_TO DO_
Please lay out the lines below, from the first one through the line containing "column 587, row 744", inclusive, as a Markdown table with the columns Number and Text. Skip blank lines and leave the pictures out.

_DATA_
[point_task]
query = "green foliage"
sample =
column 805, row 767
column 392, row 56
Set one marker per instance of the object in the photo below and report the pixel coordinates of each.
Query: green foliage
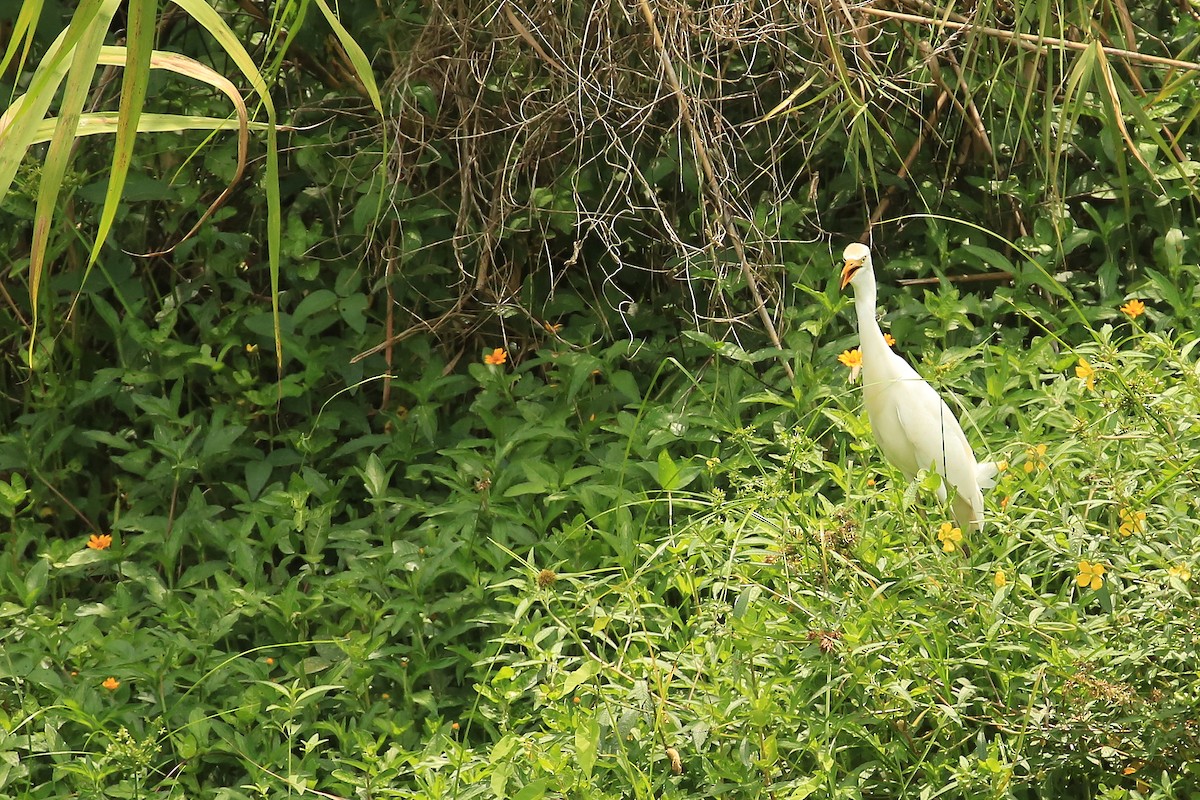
column 532, row 509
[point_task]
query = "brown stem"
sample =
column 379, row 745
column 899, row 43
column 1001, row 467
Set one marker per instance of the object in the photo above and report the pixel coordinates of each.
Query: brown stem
column 714, row 186
column 1031, row 41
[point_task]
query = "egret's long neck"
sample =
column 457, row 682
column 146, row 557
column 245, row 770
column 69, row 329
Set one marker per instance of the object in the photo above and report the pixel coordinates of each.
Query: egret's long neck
column 869, row 332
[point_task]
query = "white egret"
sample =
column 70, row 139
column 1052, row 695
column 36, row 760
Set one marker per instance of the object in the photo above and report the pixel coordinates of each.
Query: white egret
column 912, row 425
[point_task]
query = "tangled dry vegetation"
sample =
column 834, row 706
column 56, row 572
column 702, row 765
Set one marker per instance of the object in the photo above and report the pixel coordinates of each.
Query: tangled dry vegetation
column 690, row 150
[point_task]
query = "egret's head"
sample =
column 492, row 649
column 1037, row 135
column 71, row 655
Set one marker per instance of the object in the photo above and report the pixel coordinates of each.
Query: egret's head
column 856, row 257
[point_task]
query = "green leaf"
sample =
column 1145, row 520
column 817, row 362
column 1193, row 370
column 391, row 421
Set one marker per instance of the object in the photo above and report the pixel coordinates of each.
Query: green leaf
column 588, row 671
column 587, row 744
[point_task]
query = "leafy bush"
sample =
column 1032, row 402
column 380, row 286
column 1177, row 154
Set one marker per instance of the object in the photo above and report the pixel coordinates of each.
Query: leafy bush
column 526, row 499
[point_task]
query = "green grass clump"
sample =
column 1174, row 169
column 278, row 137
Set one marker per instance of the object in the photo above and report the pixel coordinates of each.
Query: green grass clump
column 538, row 579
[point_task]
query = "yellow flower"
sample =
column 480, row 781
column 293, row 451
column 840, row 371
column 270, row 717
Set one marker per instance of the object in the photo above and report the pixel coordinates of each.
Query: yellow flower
column 949, row 536
column 1086, row 373
column 852, row 359
column 1132, row 522
column 1134, row 308
column 1090, row 575
column 1035, row 458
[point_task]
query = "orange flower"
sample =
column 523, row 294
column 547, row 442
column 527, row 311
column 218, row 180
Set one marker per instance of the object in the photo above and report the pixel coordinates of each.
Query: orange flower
column 949, row 536
column 1134, row 308
column 852, row 359
column 1086, row 372
column 1090, row 575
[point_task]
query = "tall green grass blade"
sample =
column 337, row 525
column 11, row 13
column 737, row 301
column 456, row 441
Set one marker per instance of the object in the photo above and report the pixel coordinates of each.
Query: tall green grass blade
column 22, row 31
column 358, row 56
column 139, row 43
column 208, row 17
column 83, row 67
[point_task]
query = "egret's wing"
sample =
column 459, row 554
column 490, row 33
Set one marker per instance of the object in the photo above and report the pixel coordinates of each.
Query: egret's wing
column 940, row 444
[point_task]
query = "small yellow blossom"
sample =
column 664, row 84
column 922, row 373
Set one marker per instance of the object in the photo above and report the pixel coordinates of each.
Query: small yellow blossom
column 949, row 536
column 1086, row 372
column 1090, row 575
column 852, row 359
column 1132, row 522
column 1134, row 308
column 1035, row 458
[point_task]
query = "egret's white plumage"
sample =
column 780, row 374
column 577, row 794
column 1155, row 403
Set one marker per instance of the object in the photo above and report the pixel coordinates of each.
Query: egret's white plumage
column 912, row 425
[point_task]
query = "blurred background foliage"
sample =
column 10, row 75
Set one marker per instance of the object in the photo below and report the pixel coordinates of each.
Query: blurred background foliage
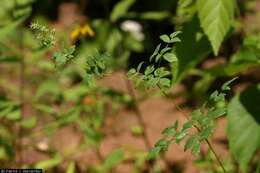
column 36, row 99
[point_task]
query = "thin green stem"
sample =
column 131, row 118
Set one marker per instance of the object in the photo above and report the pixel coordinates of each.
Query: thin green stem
column 198, row 129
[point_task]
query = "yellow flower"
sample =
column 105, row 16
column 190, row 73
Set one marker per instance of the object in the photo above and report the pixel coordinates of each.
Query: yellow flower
column 87, row 31
column 75, row 33
column 80, row 31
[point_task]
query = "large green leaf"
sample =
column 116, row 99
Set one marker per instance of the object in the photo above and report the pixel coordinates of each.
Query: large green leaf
column 244, row 126
column 215, row 18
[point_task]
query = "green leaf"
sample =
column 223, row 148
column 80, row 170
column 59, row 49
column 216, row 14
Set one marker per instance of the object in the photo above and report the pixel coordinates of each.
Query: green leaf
column 29, row 122
column 156, row 51
column 187, row 125
column 47, row 164
column 225, row 86
column 190, row 51
column 165, row 38
column 164, row 82
column 163, row 145
column 153, row 153
column 170, row 57
column 121, row 9
column 4, row 31
column 206, row 133
column 180, row 136
column 139, row 66
column 217, row 112
column 71, row 168
column 174, row 34
column 244, row 126
column 215, row 19
column 190, row 142
column 196, row 147
column 149, row 70
column 170, row 131
column 111, row 161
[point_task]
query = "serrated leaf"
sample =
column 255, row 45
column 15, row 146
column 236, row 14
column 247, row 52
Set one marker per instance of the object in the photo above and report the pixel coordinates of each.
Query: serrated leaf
column 170, row 57
column 244, row 126
column 215, row 19
column 165, row 38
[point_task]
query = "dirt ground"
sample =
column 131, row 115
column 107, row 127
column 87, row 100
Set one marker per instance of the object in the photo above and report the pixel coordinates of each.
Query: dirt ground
column 157, row 113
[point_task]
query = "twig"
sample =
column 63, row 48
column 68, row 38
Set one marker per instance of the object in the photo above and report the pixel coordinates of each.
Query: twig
column 198, row 129
column 141, row 121
column 21, row 98
column 139, row 115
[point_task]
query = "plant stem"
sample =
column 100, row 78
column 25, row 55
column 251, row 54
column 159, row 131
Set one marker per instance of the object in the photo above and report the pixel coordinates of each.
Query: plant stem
column 198, row 129
column 139, row 116
column 21, row 98
column 215, row 154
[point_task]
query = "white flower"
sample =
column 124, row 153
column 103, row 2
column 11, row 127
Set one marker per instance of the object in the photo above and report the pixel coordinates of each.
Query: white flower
column 134, row 28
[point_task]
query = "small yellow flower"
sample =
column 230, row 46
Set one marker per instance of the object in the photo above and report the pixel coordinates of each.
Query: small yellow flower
column 82, row 31
column 87, row 31
column 75, row 34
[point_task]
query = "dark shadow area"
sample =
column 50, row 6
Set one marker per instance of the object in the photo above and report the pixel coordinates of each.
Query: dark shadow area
column 251, row 101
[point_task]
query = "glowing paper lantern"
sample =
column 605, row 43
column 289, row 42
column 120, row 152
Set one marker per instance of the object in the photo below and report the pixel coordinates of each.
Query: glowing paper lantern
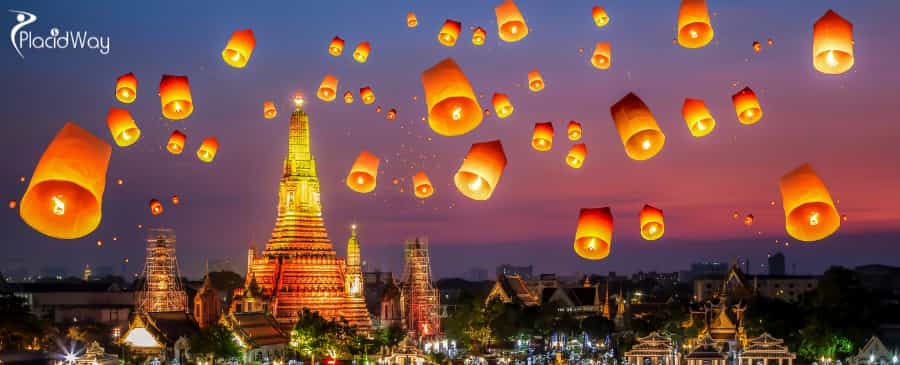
column 697, row 117
column 694, row 29
column 480, row 172
column 328, row 88
column 746, row 105
column 126, row 88
column 208, row 149
column 239, row 48
column 652, row 225
column 422, row 185
column 832, row 44
column 542, row 138
column 449, row 33
column 452, row 107
column 510, row 22
column 637, row 128
column 502, row 106
column 176, row 142
column 577, row 154
column 122, row 127
column 363, row 173
column 594, row 233
column 809, row 212
column 175, row 97
column 602, row 57
column 65, row 193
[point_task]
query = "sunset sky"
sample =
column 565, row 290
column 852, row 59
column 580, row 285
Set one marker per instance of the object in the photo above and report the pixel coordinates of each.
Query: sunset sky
column 846, row 126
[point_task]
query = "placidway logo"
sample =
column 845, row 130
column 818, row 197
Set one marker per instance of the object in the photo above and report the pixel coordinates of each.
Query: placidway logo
column 55, row 40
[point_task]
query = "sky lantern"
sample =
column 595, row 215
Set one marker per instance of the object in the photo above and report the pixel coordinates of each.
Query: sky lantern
column 577, row 154
column 809, row 212
column 126, row 88
column 452, row 107
column 65, row 193
column 449, row 33
column 594, row 233
column 363, row 173
column 602, row 57
column 176, row 142
column 832, row 44
column 422, row 185
column 652, row 224
column 208, row 149
column 637, row 128
column 746, row 105
column 239, row 48
column 697, row 117
column 480, row 172
column 175, row 97
column 542, row 138
column 510, row 22
column 122, row 127
column 694, row 29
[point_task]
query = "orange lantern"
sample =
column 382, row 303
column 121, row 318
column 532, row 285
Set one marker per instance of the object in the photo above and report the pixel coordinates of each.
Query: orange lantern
column 602, row 57
column 361, row 54
column 746, row 105
column 573, row 130
column 422, row 185
column 122, row 127
column 577, row 154
column 328, row 88
column 694, row 29
column 809, row 212
column 449, row 33
column 510, row 22
column 542, row 138
column 600, row 16
column 480, row 172
column 637, row 128
column 452, row 107
column 208, row 149
column 593, row 236
column 65, row 193
column 652, row 225
column 832, row 44
column 126, row 88
column 336, row 47
column 535, row 81
column 176, row 142
column 363, row 173
column 697, row 117
column 175, row 97
column 239, row 48
column 502, row 106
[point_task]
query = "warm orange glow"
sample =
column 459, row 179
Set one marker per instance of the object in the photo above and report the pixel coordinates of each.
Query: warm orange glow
column 480, row 172
column 175, row 97
column 809, row 212
column 126, row 88
column 593, row 236
column 239, row 48
column 122, row 127
column 694, row 29
column 697, row 117
column 510, row 22
column 746, row 105
column 832, row 44
column 452, row 107
column 637, row 128
column 65, row 193
column 363, row 173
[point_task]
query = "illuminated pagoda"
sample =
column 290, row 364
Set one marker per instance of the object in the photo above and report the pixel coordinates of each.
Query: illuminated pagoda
column 299, row 268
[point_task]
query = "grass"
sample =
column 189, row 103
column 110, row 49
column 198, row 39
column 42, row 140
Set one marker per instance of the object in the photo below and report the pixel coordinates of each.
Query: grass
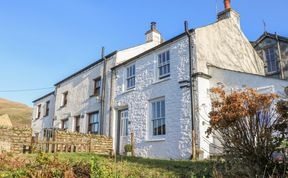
column 141, row 167
column 19, row 114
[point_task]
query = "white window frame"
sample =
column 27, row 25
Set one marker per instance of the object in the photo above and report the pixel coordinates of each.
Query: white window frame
column 124, row 122
column 163, row 65
column 158, row 118
column 269, row 53
column 131, row 76
column 96, row 123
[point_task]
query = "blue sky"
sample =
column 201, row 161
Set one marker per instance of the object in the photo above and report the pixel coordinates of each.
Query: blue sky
column 41, row 42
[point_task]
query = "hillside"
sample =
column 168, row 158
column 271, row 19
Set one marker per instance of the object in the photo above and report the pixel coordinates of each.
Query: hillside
column 20, row 114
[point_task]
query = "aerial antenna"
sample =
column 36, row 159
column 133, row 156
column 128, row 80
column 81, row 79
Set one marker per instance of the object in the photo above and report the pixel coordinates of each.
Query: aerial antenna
column 216, row 8
column 264, row 26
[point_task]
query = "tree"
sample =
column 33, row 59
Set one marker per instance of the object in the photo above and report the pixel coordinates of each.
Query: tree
column 250, row 127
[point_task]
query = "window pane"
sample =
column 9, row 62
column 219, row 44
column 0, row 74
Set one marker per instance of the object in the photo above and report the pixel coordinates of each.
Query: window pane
column 158, row 109
column 162, row 108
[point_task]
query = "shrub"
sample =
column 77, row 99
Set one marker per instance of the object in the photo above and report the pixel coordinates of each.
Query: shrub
column 250, row 127
column 128, row 148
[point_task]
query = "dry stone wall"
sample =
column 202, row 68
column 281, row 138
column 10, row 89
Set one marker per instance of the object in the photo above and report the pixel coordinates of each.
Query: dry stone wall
column 95, row 143
column 13, row 139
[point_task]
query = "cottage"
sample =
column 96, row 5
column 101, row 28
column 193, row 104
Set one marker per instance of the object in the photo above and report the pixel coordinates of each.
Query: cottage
column 145, row 90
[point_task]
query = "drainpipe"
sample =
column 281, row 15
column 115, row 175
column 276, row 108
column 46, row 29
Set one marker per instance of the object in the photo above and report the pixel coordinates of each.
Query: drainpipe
column 103, row 92
column 111, row 102
column 227, row 4
column 192, row 87
column 280, row 58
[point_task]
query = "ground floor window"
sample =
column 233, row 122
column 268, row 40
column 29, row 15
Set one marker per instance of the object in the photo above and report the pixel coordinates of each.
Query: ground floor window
column 65, row 124
column 77, row 123
column 158, row 117
column 124, row 123
column 93, row 124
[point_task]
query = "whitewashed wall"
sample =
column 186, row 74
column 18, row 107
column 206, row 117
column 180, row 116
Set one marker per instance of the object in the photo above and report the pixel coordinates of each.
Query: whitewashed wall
column 38, row 124
column 176, row 144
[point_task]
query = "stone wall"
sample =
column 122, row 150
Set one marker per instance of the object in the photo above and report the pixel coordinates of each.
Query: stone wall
column 95, row 143
column 13, row 139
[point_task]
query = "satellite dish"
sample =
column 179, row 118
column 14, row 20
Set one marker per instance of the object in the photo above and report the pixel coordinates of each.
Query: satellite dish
column 286, row 90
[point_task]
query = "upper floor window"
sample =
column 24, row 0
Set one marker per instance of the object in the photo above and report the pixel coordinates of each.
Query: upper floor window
column 93, row 124
column 158, row 117
column 64, row 99
column 271, row 60
column 65, row 124
column 47, row 108
column 97, row 86
column 131, row 77
column 164, row 64
column 38, row 114
column 124, row 123
column 77, row 124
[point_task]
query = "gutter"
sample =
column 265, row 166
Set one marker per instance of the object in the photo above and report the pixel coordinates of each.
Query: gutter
column 103, row 90
column 192, row 88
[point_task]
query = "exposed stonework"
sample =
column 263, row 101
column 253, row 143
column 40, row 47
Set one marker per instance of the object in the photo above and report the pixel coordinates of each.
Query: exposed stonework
column 96, row 143
column 13, row 139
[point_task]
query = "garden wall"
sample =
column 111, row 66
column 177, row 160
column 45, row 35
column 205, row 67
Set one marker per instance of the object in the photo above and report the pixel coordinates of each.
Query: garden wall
column 13, row 139
column 84, row 142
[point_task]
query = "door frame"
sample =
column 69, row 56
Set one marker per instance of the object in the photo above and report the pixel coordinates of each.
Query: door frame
column 118, row 130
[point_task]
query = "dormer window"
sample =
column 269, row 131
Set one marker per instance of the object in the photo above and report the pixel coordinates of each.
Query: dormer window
column 47, row 108
column 97, row 86
column 38, row 111
column 131, row 77
column 64, row 99
column 271, row 60
column 65, row 124
column 164, row 64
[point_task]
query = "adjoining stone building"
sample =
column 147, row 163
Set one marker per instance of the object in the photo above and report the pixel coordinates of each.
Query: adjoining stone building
column 145, row 90
column 273, row 49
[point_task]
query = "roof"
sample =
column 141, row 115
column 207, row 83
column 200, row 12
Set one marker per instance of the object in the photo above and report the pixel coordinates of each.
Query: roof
column 269, row 35
column 153, row 49
column 5, row 121
column 43, row 97
column 85, row 68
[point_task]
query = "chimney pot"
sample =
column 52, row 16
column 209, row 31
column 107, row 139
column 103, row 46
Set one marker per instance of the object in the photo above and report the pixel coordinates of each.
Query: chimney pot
column 153, row 25
column 227, row 4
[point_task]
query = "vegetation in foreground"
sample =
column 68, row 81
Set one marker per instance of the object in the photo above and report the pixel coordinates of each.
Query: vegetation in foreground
column 20, row 114
column 71, row 165
column 252, row 129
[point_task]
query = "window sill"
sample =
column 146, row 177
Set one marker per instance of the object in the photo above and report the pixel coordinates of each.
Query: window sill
column 95, row 96
column 155, row 140
column 128, row 91
column 161, row 80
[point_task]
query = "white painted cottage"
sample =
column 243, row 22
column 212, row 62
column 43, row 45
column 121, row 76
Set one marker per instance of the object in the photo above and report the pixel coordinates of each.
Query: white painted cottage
column 146, row 90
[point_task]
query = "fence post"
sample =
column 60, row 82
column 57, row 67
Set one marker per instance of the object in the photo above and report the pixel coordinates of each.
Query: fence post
column 132, row 142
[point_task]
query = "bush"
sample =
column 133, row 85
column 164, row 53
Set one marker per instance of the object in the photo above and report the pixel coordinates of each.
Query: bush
column 128, row 148
column 250, row 126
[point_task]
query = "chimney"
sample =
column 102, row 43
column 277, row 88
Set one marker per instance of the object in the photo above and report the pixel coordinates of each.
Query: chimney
column 153, row 35
column 229, row 13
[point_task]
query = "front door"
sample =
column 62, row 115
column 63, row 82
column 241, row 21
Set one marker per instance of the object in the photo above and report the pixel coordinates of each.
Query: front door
column 122, row 131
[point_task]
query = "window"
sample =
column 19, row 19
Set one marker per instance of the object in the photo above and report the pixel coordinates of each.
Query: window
column 64, row 99
column 65, row 124
column 131, row 77
column 93, row 125
column 271, row 60
column 158, row 117
column 77, row 124
column 164, row 64
column 47, row 108
column 97, row 86
column 124, row 123
column 38, row 111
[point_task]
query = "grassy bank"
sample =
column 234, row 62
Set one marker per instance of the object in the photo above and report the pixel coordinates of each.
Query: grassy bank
column 91, row 165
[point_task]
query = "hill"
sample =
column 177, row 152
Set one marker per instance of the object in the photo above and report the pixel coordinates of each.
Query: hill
column 20, row 114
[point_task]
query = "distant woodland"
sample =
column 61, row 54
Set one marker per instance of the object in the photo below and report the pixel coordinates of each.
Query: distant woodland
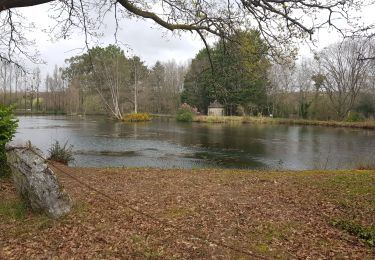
column 336, row 84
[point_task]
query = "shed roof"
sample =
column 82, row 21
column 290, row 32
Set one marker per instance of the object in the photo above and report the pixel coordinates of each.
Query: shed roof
column 215, row 104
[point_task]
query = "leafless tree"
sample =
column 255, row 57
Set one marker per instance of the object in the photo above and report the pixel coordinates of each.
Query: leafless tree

_WRITTEN RESPONSE_
| Number | Text |
|---|---|
| 1 | [point_task] |
| 2 | query = "green foliage" |
| 3 | sample = |
| 4 | column 805, row 767 |
| 5 | column 392, row 56 |
| 6 | Set one marker per instance of the object in the photo below and report the pixel coordinates of each. |
| 7 | Query: green foliage |
| 8 | column 532, row 509 |
| 9 | [point_task] |
| 10 | query = "brown stem" |
| 11 | sample = |
| 12 | column 379, row 745 |
| 13 | column 899, row 43 |
| 14 | column 1001, row 467 |
| 15 | Set one marker per instance of the object in the photo above and report the pixel coordinates of each. |
| 16 | Query: brown stem |
| 17 | column 714, row 186 |
| 18 | column 1031, row 41 |
| 19 | [point_task] |
| 20 | query = "egret's long neck" |
| 21 | sample = |
| 22 | column 457, row 682 |
| 23 | column 146, row 557 |
| 24 | column 245, row 770 |
| 25 | column 69, row 329 |
| 26 | Set one marker per instance of the object in the photo above and report the pixel coordinates of each. |
| 27 | Query: egret's long neck |
| 28 | column 869, row 332 |
| 29 | [point_task] |
| 30 | query = "white egret" |
| 31 | sample = |
| 32 | column 70, row 139 |
| 33 | column 1052, row 695 |
| 34 | column 36, row 760 |
| 35 | Set one marker per instance of the object in the photo above and report the pixel coordinates of each. |
| 36 | Query: white egret |
| 37 | column 912, row 425 |
| 38 | [point_task] |
| 39 | query = "tangled dry vegetation" |
| 40 | sample = |
| 41 | column 834, row 706 |
| 42 | column 56, row 572 |
| 43 | column 702, row 765 |
| 44 | Set one marker per instance of the object in the photo above and report the pixel coordinates of each. |
| 45 | Query: tangled dry vegetation |
| 46 | column 690, row 150 |
| 47 | [point_task] |
| 48 | query = "egret's head" |
| 49 | sample = |
| 50 | column 492, row 649 |
| 51 | column 1037, row 135 |
| 52 | column 71, row 655 |
| 53 | Set one marker per instance of the object in the photo above and report the pixel coordinates of each. |
| 54 | Query: egret's head |
| 55 | column 856, row 257 |
| 56 | [point_task] |
| 57 | query = "green leaf" |
| 58 | sample = |
| 59 | column 1145, row 520 |
| 60 | column 817, row 362 |
| 61 | column 1193, row 370 |
| 62 | column 391, row 421 |
| 63 | Set one marker per instance of the object in the photo above and report the pixel coordinates of each. |
| 64 | Query: green leaf |
| 65 | column 588, row 671 |
| 66 | column 587, row 744 |